----- SOURCE EXTRACT -----

Personal information
- Born: December 13, 2000 (age 25) Inglewood, California, U.S.
- Listed height: 5 ft 10 in (1.78 m)
- Listed weight: 283 lb (128 kg)

Career information
- High school: Mira Costa (Manhattan Beach, California)
- College: San Diego State (2019–2023)
- NFL draft: 2023: undrafted

Career history
- Seattle Seahawks (2023)*; BC Lions (2024–present);
- * Offseason or practice squad member only

Awards and highlights
- First-team All-Mountain West (2022);
- Stats at Pro Football Reference
- Stats at CFL.ca

= Jonah Tavai =

American gridiron football player (born 2000)

Jonah Tavai (born December 13, 2000) is an American professional football defensive end for the BC Lions of the Canadian Football League (CFL). He played college football at San Diego State.

==Early life==
Tavai grew up in Manhattan Beach, California and graduated from Mira Costa High School, as did his older brothers J. R. Tavai, Jahlani Tavai, and Justus Tavai. He committed to San Diego State to play football on February 6, 2019.

==College career==
In his collegiate career he totaled 148 tackles, 37 going for a loss of yardage, 25 sacks, a pass deflection, and one forced fumble. His best collegiate year occurred during the 2022 season where he put up, 59 tackles, 14 going for loss, and 10.5 sacks. For his performance he was named to the first team, All-Mountain West.

==Professional career==

Pre-draft measurables
| Height | Weight | Arm length | Hand span | Wingspan | 40-yard dash | 10-yard split | 20-yard split | 20-yard shuttle | Three-cone drill | Vertical jump | Broad jump | Bench press |
| 5 ft 10+1⁄8 in (1.78 m) | 283 lb (128 kg) | 29+1⁄2 in (0.75 m) | 9 in (0.23 m) | 6 ft 0+7⁄8 in (1.85 m) | 5.06 s | 1.75 s | 2.92 s | 4.70 s | 7.65 s | 26.5 in (0.67 m) | 8 ft 9 in (2.67 m) | 29 reps |
All values from Pro Day

=== Seattle Seahawks ===
After not being selected in the 2023 NFL draft, Tavai was signed by the Seattle Seahawks as an undrafted free agent. He was waived with a non-football injury designation on July 26, 2023.

----- DATASET RECORDS -----

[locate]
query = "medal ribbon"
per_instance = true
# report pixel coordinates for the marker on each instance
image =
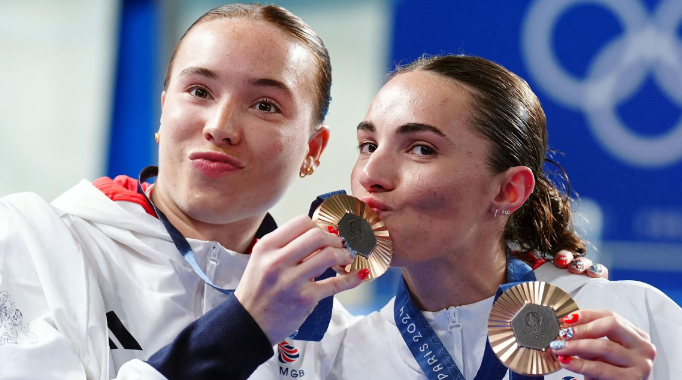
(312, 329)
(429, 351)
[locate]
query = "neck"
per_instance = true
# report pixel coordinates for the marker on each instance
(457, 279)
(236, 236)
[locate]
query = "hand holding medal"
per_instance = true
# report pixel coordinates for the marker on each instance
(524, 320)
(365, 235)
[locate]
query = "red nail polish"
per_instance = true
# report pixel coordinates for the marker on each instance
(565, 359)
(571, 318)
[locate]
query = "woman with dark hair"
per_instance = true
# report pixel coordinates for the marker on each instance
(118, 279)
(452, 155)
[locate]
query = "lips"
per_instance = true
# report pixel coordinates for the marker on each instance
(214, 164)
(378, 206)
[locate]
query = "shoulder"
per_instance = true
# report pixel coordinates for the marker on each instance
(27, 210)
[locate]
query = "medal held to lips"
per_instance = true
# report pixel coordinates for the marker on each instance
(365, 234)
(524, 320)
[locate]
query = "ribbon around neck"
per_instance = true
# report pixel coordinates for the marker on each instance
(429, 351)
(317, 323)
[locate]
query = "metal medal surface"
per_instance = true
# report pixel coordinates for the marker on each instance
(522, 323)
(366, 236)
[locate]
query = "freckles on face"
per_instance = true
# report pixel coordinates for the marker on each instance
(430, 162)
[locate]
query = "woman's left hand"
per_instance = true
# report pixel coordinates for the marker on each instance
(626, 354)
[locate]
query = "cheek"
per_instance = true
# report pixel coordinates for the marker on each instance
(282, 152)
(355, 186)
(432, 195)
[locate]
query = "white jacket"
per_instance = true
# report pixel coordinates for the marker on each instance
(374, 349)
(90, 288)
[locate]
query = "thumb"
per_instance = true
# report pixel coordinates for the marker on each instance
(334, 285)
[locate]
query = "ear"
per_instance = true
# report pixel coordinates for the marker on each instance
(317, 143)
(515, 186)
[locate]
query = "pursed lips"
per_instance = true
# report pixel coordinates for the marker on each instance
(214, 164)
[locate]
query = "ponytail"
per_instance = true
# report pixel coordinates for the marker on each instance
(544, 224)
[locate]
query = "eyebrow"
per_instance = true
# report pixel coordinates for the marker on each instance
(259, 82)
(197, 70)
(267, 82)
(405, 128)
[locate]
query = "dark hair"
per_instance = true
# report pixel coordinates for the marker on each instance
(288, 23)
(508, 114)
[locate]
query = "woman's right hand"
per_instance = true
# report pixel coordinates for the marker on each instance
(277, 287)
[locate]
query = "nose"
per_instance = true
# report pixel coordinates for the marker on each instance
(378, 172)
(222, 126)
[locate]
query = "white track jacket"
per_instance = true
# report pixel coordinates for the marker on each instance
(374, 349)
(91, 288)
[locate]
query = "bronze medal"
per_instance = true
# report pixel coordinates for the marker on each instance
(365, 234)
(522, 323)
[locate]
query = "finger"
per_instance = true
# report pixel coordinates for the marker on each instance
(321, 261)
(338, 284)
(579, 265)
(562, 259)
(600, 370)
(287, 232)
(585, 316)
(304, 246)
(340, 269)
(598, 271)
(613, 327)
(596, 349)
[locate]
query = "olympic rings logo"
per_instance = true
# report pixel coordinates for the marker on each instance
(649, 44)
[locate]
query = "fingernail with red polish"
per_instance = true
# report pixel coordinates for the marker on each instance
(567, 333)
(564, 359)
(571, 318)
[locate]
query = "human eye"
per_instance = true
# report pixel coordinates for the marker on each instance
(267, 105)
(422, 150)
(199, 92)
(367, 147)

-----

Please copy the Jonah Tavai article between "Awards and highlights" and "player (born 2000)", inclusive, and swap "Awards" for "Honors". The items have no connection to the Jonah Tavai article.

## RESPONSE
Honors and highlights
- First-team All-Mountain West (2022);
- Stats at Pro Football Reference
- Stats at CFL.ca

= Jonah Tavai =

American gridiron football player (born 2000)